Segment Start: Task input

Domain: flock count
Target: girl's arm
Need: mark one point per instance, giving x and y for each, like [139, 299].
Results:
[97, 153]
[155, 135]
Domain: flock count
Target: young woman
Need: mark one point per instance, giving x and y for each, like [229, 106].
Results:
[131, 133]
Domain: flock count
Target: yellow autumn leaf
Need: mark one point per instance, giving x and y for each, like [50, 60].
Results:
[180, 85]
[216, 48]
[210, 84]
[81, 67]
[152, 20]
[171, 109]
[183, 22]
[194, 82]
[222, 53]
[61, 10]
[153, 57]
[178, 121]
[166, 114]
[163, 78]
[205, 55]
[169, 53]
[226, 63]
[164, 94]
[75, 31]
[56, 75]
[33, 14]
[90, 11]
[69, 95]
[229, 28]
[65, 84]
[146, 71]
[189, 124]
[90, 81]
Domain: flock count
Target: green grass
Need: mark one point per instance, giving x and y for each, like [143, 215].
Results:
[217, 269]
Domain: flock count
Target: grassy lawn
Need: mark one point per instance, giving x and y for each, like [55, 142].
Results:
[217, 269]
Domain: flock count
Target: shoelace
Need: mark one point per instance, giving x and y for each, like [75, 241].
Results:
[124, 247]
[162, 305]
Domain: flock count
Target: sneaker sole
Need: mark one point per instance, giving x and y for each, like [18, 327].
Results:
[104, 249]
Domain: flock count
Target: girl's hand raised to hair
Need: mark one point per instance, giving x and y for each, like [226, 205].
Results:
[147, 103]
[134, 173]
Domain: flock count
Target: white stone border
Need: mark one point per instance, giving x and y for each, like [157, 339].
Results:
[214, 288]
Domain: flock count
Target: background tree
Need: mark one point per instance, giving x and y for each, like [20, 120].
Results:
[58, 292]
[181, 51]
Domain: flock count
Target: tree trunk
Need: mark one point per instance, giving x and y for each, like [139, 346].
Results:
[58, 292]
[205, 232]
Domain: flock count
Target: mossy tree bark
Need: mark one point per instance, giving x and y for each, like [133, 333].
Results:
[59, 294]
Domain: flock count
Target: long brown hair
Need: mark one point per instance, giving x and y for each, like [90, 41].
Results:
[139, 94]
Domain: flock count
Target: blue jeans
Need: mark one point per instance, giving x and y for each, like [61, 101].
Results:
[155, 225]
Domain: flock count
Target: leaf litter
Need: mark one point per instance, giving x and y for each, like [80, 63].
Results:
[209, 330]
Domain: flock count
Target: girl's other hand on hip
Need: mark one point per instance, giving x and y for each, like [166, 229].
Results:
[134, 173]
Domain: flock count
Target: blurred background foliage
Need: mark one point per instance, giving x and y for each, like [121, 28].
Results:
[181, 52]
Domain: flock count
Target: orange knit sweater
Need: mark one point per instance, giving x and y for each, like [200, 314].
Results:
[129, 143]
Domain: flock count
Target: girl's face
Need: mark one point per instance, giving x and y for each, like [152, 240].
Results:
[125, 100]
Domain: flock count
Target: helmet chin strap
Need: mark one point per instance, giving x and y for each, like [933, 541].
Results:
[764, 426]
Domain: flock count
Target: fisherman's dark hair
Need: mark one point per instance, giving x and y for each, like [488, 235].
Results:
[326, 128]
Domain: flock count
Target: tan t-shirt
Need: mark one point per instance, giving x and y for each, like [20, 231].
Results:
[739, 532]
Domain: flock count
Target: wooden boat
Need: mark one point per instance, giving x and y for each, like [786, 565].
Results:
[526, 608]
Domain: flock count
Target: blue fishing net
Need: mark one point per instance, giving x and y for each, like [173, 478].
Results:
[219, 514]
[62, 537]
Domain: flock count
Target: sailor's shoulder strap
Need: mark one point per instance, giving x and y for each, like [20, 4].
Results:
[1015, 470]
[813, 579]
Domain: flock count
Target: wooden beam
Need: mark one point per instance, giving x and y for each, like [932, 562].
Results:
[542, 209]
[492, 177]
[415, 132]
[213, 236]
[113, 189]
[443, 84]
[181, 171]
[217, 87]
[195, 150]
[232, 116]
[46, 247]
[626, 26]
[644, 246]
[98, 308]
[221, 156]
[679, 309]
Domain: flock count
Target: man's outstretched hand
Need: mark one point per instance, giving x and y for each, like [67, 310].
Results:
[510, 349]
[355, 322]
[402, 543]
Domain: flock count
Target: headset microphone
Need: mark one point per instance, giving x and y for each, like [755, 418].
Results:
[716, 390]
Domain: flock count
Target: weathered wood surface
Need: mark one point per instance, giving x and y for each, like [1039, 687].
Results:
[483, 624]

Segment End: Task input

# Directions:
Please provide an exact transcription of each line from the one holding "Target: weathered wood surface" through the final line of the data above.

# Task answer:
Target: weathered wood surface
Need: mark one point per instance, giving x and y for each, like [1039, 687].
Results:
[483, 624]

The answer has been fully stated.